** Challenge 1 **
What OSError message does the aiohttp error excerpt report?
** Challenge 2 **
Return the stretch of the aiohttp error excerpt from "Traceback (most recent" through "it to work.", copied character for character.
** Challenge 3 **
Extend the aiohttp error excerpt, writing on from its last line.

** Selected extract **
☆ ☆ ☆ ☆

The error I'm getting is:

Traceback (most recent call last):
  File "/usr/local/lib/python3.4/site-packages/aiohttp/client.py", line 106, in request
  File "/usr/local/lib/python3.4/site-packages/aiohttp/connector.py", line 135, in connect
  File "/usr/local/lib/python3.4/site-packages/aiohttp/connector.py", line 242, in _create_connection
  File "/usr/local/Cellar/python3/3.4.1/Frameworks/Python.framework/Versions/3.4/lib/python3.4/asyncio/base_events.py", line 424, in create_connection
  File "/usr/local/Cellar/python3/3.4.1/Frameworks/Python.framework/Versions/3.4/lib/python3.4/asyncio/base_events.py", line 392, in create_connection
  File "/usr/local/Cellar/python3/3.4.1/Frameworks/Python.framework/Versions/3.4/lib/python3.4/socket.py", line 123, in __init__
OSError: [Errno 24] Too many open files

During handling of the above exception, another exception occurred:

Solution

  • Ok I finally got it to work.

☆ ☆ ☆ ☆

** Given data **
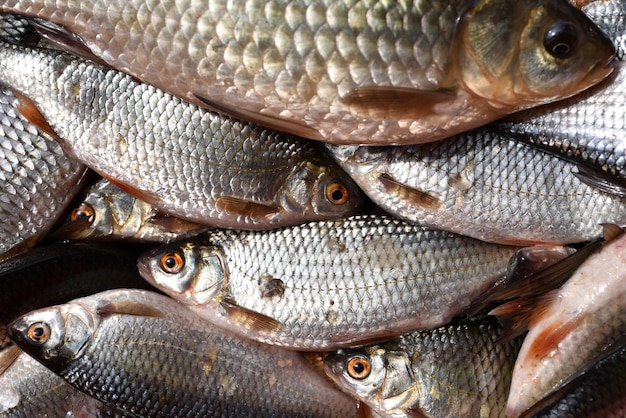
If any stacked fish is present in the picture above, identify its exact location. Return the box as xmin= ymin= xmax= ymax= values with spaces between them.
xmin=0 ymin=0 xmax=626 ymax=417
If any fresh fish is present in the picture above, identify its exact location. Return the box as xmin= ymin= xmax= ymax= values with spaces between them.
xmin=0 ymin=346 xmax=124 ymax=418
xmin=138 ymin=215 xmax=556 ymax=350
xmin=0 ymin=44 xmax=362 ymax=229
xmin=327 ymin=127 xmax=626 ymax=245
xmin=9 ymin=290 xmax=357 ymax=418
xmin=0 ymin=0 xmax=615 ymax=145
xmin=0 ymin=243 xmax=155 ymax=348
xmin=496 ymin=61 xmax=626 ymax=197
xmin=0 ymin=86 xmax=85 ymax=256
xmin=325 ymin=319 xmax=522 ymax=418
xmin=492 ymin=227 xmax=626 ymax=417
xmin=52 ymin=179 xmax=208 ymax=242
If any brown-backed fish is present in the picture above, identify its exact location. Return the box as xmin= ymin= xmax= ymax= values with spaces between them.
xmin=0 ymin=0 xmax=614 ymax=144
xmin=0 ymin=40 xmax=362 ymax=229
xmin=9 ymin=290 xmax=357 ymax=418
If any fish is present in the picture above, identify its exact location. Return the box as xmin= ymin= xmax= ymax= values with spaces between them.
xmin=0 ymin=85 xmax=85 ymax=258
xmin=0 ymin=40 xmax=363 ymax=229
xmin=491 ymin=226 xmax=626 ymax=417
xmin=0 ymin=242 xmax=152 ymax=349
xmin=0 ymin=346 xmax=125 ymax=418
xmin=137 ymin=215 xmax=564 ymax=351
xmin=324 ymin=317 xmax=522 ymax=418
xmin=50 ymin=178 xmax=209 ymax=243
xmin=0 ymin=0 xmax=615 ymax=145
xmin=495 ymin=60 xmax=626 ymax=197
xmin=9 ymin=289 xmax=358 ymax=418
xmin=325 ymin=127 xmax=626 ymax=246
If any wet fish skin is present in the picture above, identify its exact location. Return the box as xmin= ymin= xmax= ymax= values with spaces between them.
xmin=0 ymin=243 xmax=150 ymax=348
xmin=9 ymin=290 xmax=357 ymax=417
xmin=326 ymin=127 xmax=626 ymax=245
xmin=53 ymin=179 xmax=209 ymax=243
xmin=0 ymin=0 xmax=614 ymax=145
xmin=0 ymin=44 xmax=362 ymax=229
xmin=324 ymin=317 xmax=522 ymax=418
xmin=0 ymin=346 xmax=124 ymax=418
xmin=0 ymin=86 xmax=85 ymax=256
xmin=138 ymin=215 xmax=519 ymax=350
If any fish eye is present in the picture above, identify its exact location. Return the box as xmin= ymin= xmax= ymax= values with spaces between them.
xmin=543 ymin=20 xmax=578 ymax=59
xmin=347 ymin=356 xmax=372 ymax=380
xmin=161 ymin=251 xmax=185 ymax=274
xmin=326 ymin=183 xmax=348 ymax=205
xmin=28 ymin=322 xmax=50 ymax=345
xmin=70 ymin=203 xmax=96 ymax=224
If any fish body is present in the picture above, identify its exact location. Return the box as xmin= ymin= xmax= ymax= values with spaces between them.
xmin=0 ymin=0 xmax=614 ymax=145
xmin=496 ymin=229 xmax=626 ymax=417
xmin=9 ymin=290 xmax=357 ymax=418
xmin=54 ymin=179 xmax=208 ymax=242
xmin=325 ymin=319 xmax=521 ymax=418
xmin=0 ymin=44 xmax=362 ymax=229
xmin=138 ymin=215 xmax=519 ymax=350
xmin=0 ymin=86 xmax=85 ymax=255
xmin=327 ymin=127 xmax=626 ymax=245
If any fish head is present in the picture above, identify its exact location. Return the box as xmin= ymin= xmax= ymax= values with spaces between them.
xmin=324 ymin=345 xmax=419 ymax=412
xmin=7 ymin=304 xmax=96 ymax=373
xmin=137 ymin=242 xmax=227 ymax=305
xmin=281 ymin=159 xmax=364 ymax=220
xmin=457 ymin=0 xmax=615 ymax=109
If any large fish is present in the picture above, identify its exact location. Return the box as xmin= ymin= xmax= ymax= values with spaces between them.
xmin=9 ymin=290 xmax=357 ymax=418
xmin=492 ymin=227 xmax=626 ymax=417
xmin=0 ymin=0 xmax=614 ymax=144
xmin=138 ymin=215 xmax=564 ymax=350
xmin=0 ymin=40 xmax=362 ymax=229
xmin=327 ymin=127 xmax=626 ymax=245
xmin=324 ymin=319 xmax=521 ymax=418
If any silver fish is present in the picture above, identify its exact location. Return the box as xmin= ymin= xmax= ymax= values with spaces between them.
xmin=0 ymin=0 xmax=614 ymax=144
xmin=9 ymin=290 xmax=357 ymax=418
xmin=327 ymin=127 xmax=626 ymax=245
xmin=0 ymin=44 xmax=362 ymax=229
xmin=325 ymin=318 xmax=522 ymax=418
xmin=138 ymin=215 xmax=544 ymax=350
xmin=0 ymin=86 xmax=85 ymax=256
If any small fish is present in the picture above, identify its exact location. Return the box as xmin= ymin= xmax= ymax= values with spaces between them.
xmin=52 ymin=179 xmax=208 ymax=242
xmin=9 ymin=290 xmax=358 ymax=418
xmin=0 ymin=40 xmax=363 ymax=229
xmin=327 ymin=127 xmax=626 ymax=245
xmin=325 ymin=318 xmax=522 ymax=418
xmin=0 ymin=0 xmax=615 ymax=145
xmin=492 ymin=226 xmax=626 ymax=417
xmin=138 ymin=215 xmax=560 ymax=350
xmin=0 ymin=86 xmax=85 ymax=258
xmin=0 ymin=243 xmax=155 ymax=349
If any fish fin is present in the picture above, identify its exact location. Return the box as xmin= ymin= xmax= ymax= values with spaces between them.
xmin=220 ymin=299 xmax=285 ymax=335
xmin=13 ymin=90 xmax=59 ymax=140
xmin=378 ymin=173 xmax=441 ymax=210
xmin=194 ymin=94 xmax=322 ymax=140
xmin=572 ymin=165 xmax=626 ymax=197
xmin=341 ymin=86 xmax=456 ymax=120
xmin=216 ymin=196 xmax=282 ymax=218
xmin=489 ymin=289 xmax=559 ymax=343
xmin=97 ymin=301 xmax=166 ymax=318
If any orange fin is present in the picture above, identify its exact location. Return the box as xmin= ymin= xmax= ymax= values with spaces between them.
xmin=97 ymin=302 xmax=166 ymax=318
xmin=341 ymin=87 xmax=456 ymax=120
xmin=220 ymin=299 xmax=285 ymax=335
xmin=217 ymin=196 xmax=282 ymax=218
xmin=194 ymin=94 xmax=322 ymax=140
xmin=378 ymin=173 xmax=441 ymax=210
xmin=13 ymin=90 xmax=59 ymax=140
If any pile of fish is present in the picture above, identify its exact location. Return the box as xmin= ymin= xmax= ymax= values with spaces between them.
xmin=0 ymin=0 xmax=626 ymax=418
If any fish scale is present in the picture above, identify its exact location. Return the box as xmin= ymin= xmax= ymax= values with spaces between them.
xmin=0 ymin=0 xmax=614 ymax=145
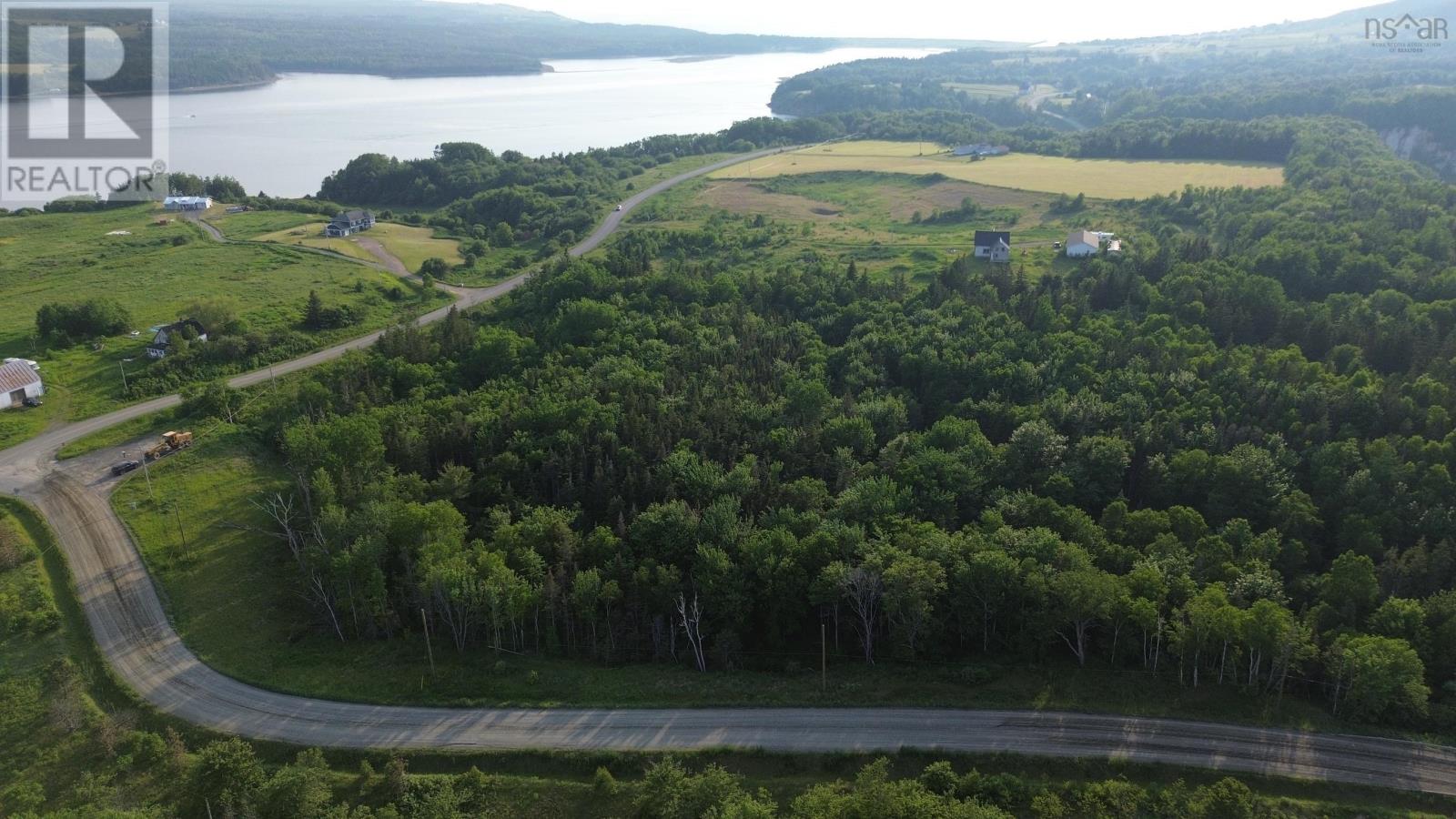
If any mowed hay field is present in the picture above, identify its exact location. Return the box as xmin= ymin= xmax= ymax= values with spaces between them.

☆ ☆ ☆ ☆

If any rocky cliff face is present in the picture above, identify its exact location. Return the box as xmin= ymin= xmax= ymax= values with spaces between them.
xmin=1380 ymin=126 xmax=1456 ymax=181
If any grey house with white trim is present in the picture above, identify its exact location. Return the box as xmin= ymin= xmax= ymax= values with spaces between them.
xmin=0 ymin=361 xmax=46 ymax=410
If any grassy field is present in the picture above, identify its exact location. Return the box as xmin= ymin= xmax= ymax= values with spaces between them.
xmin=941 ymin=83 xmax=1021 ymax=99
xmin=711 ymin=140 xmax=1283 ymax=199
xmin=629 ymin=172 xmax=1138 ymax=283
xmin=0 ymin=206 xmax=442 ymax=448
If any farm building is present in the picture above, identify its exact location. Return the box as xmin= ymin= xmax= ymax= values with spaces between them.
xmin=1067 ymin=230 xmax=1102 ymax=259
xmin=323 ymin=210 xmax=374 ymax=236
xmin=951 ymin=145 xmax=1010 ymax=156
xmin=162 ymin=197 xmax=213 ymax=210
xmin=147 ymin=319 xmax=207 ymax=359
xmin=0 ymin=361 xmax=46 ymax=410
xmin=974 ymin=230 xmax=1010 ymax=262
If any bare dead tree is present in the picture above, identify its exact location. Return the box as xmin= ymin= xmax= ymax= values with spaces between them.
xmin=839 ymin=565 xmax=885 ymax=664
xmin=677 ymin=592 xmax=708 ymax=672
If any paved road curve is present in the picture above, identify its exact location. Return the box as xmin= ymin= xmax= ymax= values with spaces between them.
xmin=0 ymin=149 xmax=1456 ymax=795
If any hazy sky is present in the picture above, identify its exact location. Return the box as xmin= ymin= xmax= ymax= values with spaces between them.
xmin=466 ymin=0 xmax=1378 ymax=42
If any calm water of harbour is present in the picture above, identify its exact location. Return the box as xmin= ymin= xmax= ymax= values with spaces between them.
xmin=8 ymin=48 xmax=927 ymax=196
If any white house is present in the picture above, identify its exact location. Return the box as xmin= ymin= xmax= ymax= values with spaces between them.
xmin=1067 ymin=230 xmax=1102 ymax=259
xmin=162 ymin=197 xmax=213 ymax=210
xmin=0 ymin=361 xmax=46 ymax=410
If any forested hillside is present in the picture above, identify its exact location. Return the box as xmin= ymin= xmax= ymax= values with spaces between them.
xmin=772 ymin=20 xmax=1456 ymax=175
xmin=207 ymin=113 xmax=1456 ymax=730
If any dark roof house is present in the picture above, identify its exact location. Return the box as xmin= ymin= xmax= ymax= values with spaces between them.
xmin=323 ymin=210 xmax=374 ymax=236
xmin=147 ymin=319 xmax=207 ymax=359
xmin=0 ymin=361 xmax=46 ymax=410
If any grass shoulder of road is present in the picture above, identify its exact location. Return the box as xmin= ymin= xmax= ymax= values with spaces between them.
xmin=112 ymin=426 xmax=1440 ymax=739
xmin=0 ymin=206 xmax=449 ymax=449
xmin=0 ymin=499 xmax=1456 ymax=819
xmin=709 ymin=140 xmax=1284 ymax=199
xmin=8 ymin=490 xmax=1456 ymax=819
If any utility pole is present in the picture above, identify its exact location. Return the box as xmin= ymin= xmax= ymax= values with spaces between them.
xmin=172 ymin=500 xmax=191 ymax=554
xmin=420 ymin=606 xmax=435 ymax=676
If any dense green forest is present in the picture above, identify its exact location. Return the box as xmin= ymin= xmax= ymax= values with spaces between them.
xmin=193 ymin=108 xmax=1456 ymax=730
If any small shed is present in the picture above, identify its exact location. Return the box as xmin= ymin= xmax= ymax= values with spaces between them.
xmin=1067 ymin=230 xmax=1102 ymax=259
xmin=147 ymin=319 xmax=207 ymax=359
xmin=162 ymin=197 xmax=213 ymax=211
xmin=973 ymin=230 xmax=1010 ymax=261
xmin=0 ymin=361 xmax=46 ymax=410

☆ ☆ ☆ ☆

** Final answer 1 **
[Errno 24] Too many open files

** Final answer 2 **
Traceback (most recent call last):
  File "/usr/local/lib/python3.4/site-packages/aiohttp/client.py", line 106, in request
  File "/usr/local/lib/python3.4/site-packages/aiohttp/connector.py", line 135, in connect
  File "/usr/local/lib/python3.4/site-packages/aiohttp/connector.py", line 242, in _create_connection
  File "/usr/local/Cellar/python3/3.4.1/Frameworks/Python.framework/Versions/3.4/lib/python3.4/asyncio/base_events.py", line 424, in create_connection
  File "/usr/local/Cellar/python3/3.4.1/Frameworks/Python.framework/Versions/3.4/lib/python3.4/asyncio/base_events.py", line 392, in create_connection
  File "/usr/local/Cellar/python3/3.4.1/Frameworks/Python.framework/Versions/3.4/lib/python3.4/socket.py", line 123, in __init__
OSError: [Errno 24] Too many open files

During handling of the above exception, another exception occurred:

Solution

  • Ok I finally got it to work.

** Final answer 3 **
    Turns out I had to use a TCPConnector which pools connections.

    So I made this variable:

    connector = aiohttp.TCPConnector(share_cookies=True, loop=loop)
    

    and pass it through to each get request. My new fetch routine looks like this:

    @asyncio.coroutine
    def fetch(url):
      data = ""
      try:
        yield from asyncio.sleep(1)
        response = yield from aiohttp.request('GET', url, connector=connector)
      except Exception as exc:
          print('...', url, 'has error', repr(str(exc)))
      else:
          data = (yield from response.read()).decode('utf-8', 'replace')
          response.close()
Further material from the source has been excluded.